──────── DATA LISTING ────────

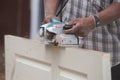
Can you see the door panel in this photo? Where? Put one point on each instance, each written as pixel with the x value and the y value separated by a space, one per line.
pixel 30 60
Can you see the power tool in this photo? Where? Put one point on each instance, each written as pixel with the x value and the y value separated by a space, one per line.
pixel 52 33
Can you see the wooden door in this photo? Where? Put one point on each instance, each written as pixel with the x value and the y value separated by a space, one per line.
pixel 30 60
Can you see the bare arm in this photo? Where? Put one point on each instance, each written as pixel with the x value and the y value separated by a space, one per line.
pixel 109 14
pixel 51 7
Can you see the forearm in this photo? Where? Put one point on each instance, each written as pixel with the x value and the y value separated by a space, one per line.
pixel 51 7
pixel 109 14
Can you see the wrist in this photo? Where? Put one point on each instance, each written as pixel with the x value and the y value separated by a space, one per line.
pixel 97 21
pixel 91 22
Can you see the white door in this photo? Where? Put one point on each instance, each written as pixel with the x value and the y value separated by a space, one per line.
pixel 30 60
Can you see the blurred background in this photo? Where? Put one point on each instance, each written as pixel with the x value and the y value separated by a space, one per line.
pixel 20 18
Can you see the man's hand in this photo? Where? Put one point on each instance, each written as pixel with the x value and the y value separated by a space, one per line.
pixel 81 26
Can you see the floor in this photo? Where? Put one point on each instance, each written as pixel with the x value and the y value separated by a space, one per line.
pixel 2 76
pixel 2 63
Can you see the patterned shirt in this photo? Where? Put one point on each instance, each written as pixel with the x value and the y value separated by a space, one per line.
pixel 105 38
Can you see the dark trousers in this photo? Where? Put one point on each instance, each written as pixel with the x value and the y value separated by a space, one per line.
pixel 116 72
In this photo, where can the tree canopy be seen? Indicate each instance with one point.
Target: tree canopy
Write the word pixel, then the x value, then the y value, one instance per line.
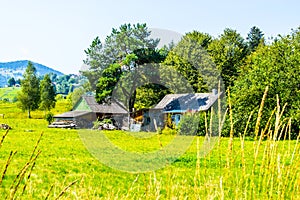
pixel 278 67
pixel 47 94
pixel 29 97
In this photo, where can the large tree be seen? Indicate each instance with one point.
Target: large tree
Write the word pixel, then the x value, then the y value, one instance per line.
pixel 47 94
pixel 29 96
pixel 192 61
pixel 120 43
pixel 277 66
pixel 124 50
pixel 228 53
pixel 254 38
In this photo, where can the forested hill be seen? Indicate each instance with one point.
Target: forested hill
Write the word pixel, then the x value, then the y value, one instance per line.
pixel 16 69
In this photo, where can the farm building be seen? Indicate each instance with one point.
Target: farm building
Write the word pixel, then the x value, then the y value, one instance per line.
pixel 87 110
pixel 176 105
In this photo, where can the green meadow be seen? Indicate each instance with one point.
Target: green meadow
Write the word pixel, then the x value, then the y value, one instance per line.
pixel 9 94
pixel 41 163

────────
──────── DATA LISTING ────────

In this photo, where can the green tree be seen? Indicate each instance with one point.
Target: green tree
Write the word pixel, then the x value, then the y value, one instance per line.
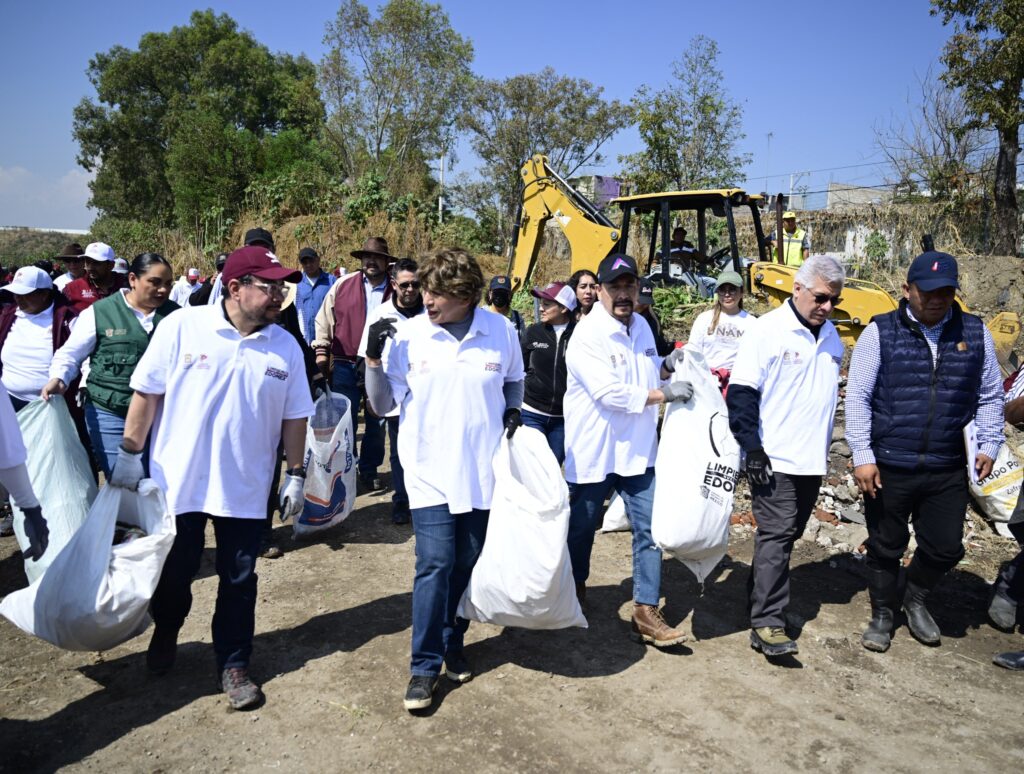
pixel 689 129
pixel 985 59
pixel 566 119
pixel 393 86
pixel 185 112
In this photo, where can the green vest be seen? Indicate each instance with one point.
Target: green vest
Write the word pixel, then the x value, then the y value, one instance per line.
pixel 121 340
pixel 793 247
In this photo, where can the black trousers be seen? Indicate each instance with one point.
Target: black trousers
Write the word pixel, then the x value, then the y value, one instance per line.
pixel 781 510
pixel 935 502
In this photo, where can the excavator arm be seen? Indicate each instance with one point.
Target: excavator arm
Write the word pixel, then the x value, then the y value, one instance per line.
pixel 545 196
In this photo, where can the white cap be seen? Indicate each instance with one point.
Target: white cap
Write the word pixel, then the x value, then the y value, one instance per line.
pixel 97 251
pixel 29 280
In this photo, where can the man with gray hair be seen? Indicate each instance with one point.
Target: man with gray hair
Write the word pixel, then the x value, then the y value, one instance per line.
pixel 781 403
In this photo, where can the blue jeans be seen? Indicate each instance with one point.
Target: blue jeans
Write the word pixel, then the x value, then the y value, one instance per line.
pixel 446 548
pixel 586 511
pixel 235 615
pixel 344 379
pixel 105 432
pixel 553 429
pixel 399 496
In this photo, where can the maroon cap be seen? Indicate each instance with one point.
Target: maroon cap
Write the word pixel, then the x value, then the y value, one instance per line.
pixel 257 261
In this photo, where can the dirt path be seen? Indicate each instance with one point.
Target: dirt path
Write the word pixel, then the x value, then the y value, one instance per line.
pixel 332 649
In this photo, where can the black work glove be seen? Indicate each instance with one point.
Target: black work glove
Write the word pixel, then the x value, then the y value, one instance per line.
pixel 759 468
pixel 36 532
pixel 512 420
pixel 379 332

────────
──────── DATA LISTING ────────

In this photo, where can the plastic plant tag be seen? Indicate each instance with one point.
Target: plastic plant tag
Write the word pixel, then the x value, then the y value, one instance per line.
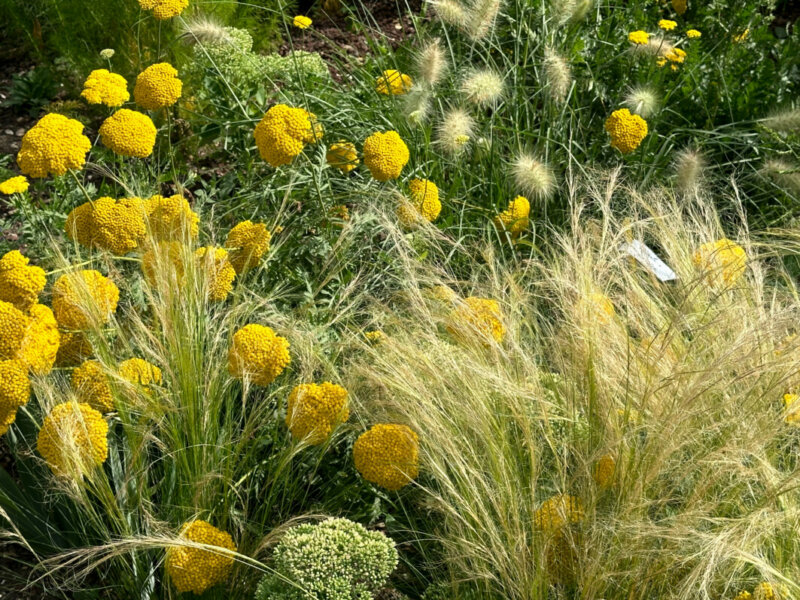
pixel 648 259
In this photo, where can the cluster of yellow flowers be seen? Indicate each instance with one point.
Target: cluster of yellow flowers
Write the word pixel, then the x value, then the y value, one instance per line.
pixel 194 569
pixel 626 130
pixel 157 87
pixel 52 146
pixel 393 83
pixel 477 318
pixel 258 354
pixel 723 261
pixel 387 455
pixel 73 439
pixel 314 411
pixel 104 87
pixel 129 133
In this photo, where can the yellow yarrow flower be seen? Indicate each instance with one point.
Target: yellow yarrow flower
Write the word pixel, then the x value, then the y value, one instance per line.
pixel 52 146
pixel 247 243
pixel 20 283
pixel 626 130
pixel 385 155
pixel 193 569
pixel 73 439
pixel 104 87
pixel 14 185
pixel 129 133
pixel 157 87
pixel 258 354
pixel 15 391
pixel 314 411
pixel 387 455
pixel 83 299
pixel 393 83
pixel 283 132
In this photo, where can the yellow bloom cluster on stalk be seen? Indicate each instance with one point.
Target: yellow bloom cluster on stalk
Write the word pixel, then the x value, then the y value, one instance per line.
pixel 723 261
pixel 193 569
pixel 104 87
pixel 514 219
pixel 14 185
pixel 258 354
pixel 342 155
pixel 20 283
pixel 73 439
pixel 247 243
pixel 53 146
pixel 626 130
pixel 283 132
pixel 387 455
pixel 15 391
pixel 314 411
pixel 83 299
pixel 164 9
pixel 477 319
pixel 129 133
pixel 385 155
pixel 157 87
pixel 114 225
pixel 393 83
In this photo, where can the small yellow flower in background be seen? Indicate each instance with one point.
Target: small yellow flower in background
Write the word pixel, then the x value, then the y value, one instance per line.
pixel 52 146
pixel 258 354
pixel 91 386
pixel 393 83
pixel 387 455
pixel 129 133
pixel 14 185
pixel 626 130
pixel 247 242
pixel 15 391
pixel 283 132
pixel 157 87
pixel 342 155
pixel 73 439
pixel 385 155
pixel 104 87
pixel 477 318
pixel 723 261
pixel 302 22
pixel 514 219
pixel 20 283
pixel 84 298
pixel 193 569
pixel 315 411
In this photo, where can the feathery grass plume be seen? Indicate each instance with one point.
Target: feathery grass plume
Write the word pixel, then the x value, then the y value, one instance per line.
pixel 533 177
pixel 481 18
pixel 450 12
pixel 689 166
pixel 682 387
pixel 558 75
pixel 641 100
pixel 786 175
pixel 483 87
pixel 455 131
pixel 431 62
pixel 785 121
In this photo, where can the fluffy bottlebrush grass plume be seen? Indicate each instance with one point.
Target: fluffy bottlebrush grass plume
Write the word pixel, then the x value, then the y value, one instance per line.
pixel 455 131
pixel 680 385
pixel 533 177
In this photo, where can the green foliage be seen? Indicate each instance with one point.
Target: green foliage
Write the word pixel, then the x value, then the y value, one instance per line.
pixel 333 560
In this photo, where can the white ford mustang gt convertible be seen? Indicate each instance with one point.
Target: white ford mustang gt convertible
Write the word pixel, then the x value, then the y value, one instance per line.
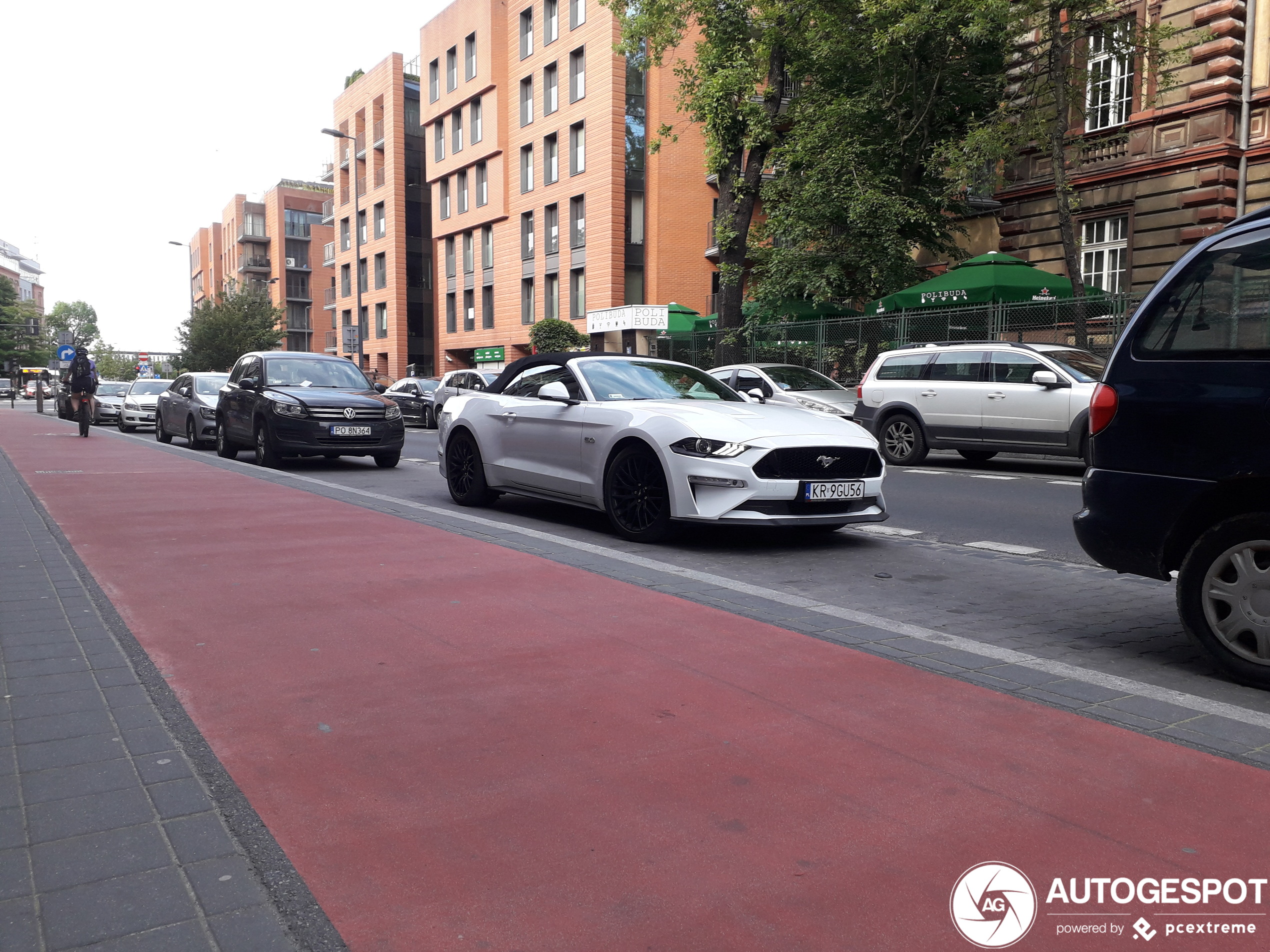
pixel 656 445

────────

EXERCISE DETAILS –
Taking the lines above, repeat exactly those from the line that contains "In this photo, where can the yellow yarrow" through the line that contains "Target: small yellow flower in background", and both of those lines as well. Include nothing else.

SOLUTION TO THIS EXERCISE –
In this photo, where can the yellow yarrow flower be seen? Indicate each instance with one point.
Target: yellow yarrow flower
Write the word pixel, then the x value, then the y value, one instance per line.
pixel 52 146
pixel 247 243
pixel 20 283
pixel 626 130
pixel 385 155
pixel 193 569
pixel 73 439
pixel 104 87
pixel 14 185
pixel 129 133
pixel 157 87
pixel 258 354
pixel 15 391
pixel 314 411
pixel 387 455
pixel 83 299
pixel 393 83
pixel 283 132
In this photo, where can the yellow bloom cluster on stalk be seen? Indicate each instance with one point.
Target: yellow bloom cluster on stalk
Write the word pixel, then the x value, then the y value, one instance per line.
pixel 723 261
pixel 193 569
pixel 104 87
pixel 514 219
pixel 14 185
pixel 258 354
pixel 342 155
pixel 20 283
pixel 73 439
pixel 247 243
pixel 53 146
pixel 626 130
pixel 283 132
pixel 387 455
pixel 15 391
pixel 314 411
pixel 83 299
pixel 164 9
pixel 477 319
pixel 129 133
pixel 385 155
pixel 157 87
pixel 114 225
pixel 393 83
In this photo, where can the small yellow flower in background be seen? Indicate each instance with one point.
Target: small yellow flower in background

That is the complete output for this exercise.